• **What you will do**
Count how many lines of the listing below contain the string "pole", with case counting, and reply with the number alone.

• **Extracted entries**
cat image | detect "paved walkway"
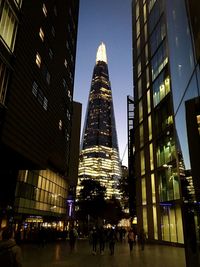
[21,240,186,267]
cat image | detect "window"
[0,1,17,51]
[49,48,53,59]
[147,89,151,114]
[149,143,154,171]
[64,59,67,68]
[35,53,41,68]
[42,4,47,17]
[148,115,152,141]
[32,81,48,110]
[58,120,62,130]
[32,81,38,96]
[139,99,143,122]
[0,62,9,104]
[141,178,147,205]
[140,124,144,147]
[51,26,56,37]
[140,150,145,175]
[39,28,44,42]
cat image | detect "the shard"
[77,43,121,199]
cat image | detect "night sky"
[74,0,133,165]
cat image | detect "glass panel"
[140,150,145,175]
[151,174,156,203]
[142,207,148,237]
[141,178,147,205]
[140,124,144,147]
[153,205,158,240]
[149,143,154,170]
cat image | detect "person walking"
[99,226,106,255]
[138,228,146,250]
[91,226,98,255]
[127,228,135,252]
[0,227,22,267]
[108,228,117,255]
[69,227,78,252]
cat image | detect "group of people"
[89,226,146,255]
[0,226,146,267]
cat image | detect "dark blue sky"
[74,0,133,168]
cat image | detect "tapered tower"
[77,43,121,198]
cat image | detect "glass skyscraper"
[132,0,200,266]
[77,43,121,199]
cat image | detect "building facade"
[132,0,200,266]
[77,43,121,198]
[0,0,80,230]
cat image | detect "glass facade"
[133,0,200,248]
[15,169,68,216]
[77,43,121,198]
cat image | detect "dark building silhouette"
[132,0,200,266]
[0,0,80,230]
[77,43,121,198]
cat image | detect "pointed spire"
[96,42,107,63]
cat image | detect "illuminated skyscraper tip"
[96,43,107,63]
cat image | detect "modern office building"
[77,43,121,199]
[0,0,80,230]
[132,0,200,266]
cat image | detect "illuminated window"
[136,36,140,56]
[51,26,56,37]
[39,28,44,42]
[144,23,148,42]
[137,59,142,77]
[140,124,144,147]
[141,178,147,205]
[145,44,149,65]
[0,63,9,104]
[137,78,142,99]
[49,48,53,59]
[148,115,152,141]
[153,205,158,239]
[197,115,200,135]
[32,81,38,96]
[143,3,147,23]
[136,18,140,37]
[135,1,140,20]
[146,66,150,88]
[147,89,151,113]
[142,206,148,237]
[64,59,67,68]
[140,150,145,175]
[42,4,47,17]
[139,99,143,122]
[151,174,156,203]
[0,1,17,51]
[58,120,62,130]
[35,53,41,68]
[149,143,154,170]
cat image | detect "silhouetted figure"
[0,227,22,267]
[108,228,117,255]
[99,227,106,255]
[69,227,78,252]
[138,228,146,250]
[91,226,98,255]
[127,229,135,252]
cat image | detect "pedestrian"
[127,228,135,252]
[69,226,78,252]
[0,227,22,267]
[99,226,106,255]
[138,228,146,250]
[92,226,98,255]
[108,227,117,255]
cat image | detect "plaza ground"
[21,240,186,267]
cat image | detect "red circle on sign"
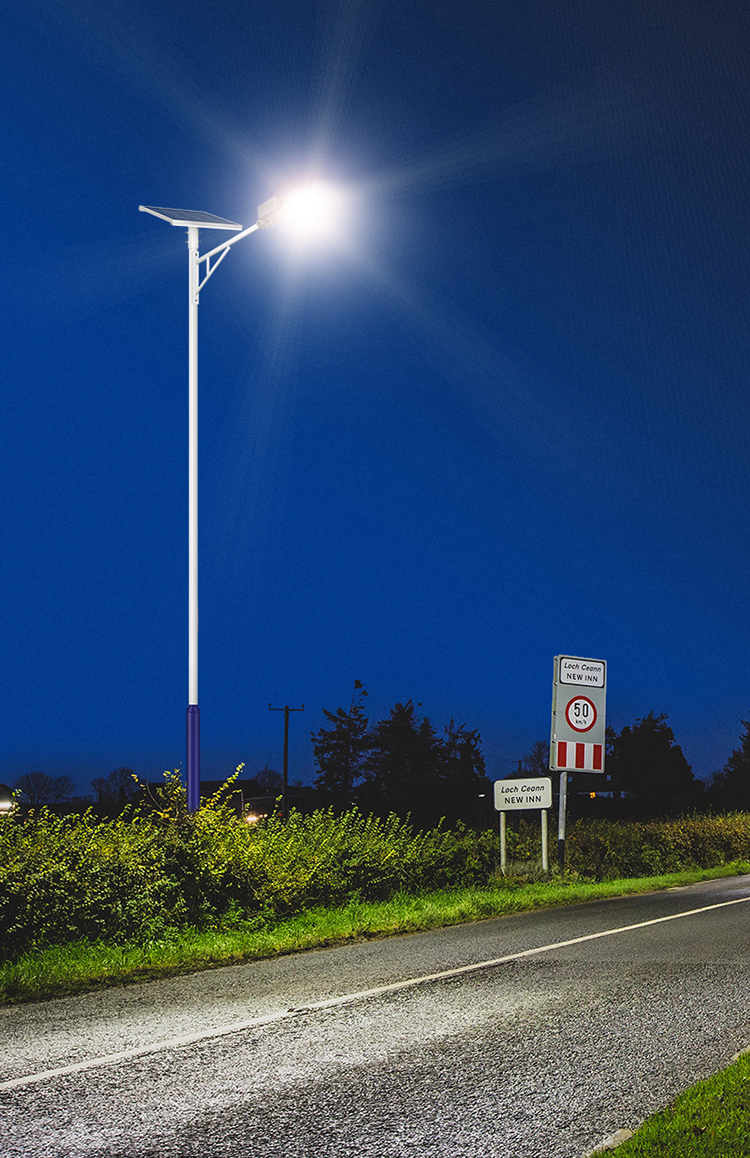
[565,696,596,732]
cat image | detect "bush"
[0,787,750,960]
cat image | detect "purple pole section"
[188,704,200,812]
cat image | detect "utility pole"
[269,704,304,820]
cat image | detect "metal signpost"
[494,776,552,877]
[550,655,606,872]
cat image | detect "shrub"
[0,787,750,959]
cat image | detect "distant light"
[277,182,344,240]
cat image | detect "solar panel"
[138,205,242,229]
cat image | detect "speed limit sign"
[565,696,596,732]
[550,655,606,772]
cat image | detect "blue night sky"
[0,0,750,789]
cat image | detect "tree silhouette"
[310,680,368,809]
[359,699,440,823]
[432,719,492,824]
[14,772,75,808]
[514,740,551,776]
[91,768,139,808]
[608,712,700,815]
[707,720,750,812]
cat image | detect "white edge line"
[0,896,750,1091]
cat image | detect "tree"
[310,680,369,809]
[14,772,75,808]
[707,720,750,812]
[608,712,699,815]
[514,740,550,776]
[434,719,492,824]
[91,768,139,808]
[359,699,440,824]
[252,764,282,796]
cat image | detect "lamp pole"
[138,197,291,812]
[186,226,200,812]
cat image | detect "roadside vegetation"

• **Reply to the exercise**
3